The Solar SnowMax- 1” to be installed in subsequent tiers of panels to supplement the 2” edge mounted system.

The Solar SnowPad-3” used in subsequent tiers of panels to supplement the 2” bar.

(SSP-T3 Solar SnowPad)

Based on our experience over the past 9 years, and our customers feedback, what the industry really wants is the Solar SnowMax -2” along the leading edge and a supplemental Solar SnowPad in subsequent tiers.

(Solar panel with recommended solar retention)

There have been multiple requests for a longer Solar SnowPad. To accommodate this evolving demand, we are now introducing the “Solar SnowDog”. The SnowDog is 6” long (Double that of the Solar Snow Pad). This new innovation; the Solar SnowDog-6, combined with a SnowMax 2” bar (SSM-BAR 2”) along the leading edge of the array will standardize snow retention for solar arrays.

(The new Solar SnowDog)

--- What you should do ---
Please repeat the stretch of the solar snow retention passage from "(SSP-T3 Solar SnowPad)" through "new Solar SnowDog)". The listing isn't needed for this.

--- Available data ---

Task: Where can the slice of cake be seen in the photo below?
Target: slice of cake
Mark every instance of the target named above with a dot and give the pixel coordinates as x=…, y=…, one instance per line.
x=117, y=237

--- Solution to this exercise ---
(SSP-T3 Solar SnowPad)

Based on our experience over the past 9 years, and our customers feedback, what the industry really wants is the Solar SnowMax -2” along the leading edge and a supplemental Solar SnowPad in subsequent tiers.

(Solar panel with recommended solar retention)

There have been multiple requests for a longer Solar SnowPad. To accommodate this evolving demand, we are now introducing the “Solar SnowDog”. The SnowDog is 6” long (Double that of the Solar Snow Pad). This new innovation; the Solar SnowDog-6, combined with a SnowMax 2” bar (SSM-BAR 2”) along the leading edge of the array will standardize snow retention for solar arrays.

(The new Solar SnowDog)